* **YOUR ASSIGNMENT**
From the first line to the last, return the data exactly as it stands.

* **Natural language region descriptions**

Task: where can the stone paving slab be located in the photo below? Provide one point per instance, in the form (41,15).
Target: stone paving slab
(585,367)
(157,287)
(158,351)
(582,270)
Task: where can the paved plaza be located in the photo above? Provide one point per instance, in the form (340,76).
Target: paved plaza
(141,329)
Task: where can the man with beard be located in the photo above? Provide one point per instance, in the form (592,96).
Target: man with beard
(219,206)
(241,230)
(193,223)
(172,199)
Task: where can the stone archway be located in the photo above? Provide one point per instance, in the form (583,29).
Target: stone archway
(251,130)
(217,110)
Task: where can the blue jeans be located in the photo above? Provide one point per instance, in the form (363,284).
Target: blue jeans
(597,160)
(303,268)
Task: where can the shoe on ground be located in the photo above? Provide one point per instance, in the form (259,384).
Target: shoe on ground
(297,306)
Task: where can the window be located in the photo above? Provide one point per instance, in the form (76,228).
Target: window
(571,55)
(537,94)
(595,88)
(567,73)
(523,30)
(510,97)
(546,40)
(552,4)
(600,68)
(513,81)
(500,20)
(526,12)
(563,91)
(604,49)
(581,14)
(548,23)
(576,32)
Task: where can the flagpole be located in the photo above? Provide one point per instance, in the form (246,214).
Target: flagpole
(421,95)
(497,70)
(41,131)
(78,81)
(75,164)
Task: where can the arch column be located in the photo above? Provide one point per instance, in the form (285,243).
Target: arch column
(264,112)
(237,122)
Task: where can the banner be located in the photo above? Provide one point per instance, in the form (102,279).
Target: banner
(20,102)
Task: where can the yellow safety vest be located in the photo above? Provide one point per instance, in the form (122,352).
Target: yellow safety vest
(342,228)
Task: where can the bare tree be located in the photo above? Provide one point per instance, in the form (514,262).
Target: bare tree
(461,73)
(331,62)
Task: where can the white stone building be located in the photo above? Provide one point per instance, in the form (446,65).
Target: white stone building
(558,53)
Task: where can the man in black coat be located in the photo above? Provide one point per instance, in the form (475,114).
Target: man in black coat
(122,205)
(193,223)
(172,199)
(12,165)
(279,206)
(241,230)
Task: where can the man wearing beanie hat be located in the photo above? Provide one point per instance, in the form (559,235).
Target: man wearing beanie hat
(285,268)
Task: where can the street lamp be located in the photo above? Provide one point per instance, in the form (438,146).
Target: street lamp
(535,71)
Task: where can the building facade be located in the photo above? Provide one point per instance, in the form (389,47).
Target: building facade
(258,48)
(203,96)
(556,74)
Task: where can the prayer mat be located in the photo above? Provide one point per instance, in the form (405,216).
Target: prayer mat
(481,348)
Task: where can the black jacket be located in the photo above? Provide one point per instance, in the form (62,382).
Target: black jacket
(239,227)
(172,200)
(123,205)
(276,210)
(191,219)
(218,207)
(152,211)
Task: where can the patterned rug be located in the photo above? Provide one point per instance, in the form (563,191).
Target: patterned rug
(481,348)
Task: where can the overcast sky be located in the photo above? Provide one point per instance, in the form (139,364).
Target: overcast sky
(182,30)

* **ANSWER BOX**
Task: where can the stone paving slab be located in the photo below? Provide one point per instance, in the form (41,15).
Target: stone paving slab
(585,367)
(157,287)
(158,351)
(582,270)
Task: where can the paved plaza be located in the photo above? Provide one point per instance, in the form (340,76).
Target: paved plaza
(141,329)
Task: where can the man with beard be located in the photo above? Provide one point per instance, in the form (592,96).
Target: man with beard
(219,206)
(241,230)
(193,223)
(172,199)
Task: where can the stone archway be located in the photo above? Provide one point per instance, in the form (583,29).
Target: stone archway
(251,130)
(217,110)
Task: where can the blue jeans be located in the photo above? Provide one point per instance, in the form (363,284).
Target: blue jeans
(597,160)
(303,268)
Task: where can the shoe on ground be located in the photo above? Provide one point per instance, in the form (259,384).
Target: shoe on ground
(297,306)
Task: where can the window be located in the photo above? Provide one point per instance, in the form (76,228).
Target: window
(571,55)
(537,94)
(595,88)
(567,73)
(523,30)
(510,97)
(546,40)
(552,4)
(600,68)
(513,81)
(500,20)
(526,12)
(563,91)
(604,49)
(581,14)
(548,23)
(576,32)
Task: where can the flagpole be located in the photo above? Provide one point per instance, in the form (246,214).
Target: flagpole
(421,95)
(497,70)
(41,131)
(78,81)
(75,164)
Task: where can the arch column be located in the photo above? Provide one point per instance, in the form (285,243).
Target: arch column
(264,112)
(237,122)
Task: where can the banner be located in the photo above? Provide one point per instance, in the form (102,279).
Target: banner
(20,102)
Task: where can the yellow safety vest be located in the photo above? Provide one point per instance, in the form (122,352).
Target: yellow safety vest
(342,228)
Task: where can the bare tree be located in the photo above? Provide one point per instance, in the form (514,262).
Target: bare tree
(461,73)
(331,62)
Task: where can the white stone building be located in the photo above? Provide one point per instance, in the form (446,65).
Target: white stone building
(558,53)
Task: where can the man in black coat be located in the photo above? Provide one point per instance, in the form (475,114).
Target: man in black coat
(122,205)
(193,223)
(172,199)
(12,165)
(279,206)
(241,230)
Task: where can the man wearing beanie hat be located in the photo above? Provide one point per instance, in the form (559,235).
Target: man wearing beanie hat
(285,268)
Task: where can the street lamp be located in the photo above? Provide one point per instance, in the form (438,146).
Target: street lamp
(535,71)
Task: where can the building facade be located in the photo above? Provide one point per instance, in the form (389,47).
Target: building facade
(258,48)
(203,96)
(556,74)
Task: where can the prayer mat be located in the photo above? Provide one point per instance, in the form (405,216).
Target: prayer mat
(481,348)
Task: where can the black jacket be located in the photo above? Provide one point per instance, in the form (62,382).
Target: black jacket
(239,227)
(172,200)
(123,205)
(276,210)
(191,219)
(218,207)
(152,211)
Task: where can the patterned rug be located in the photo above? Provide one point per instance, in the form (563,191).
Target: patterned rug
(481,348)
Task: where can the overcast sky be located in the photo above? Provide one point per instance, in the form (139,364).
Target: overcast sky
(182,30)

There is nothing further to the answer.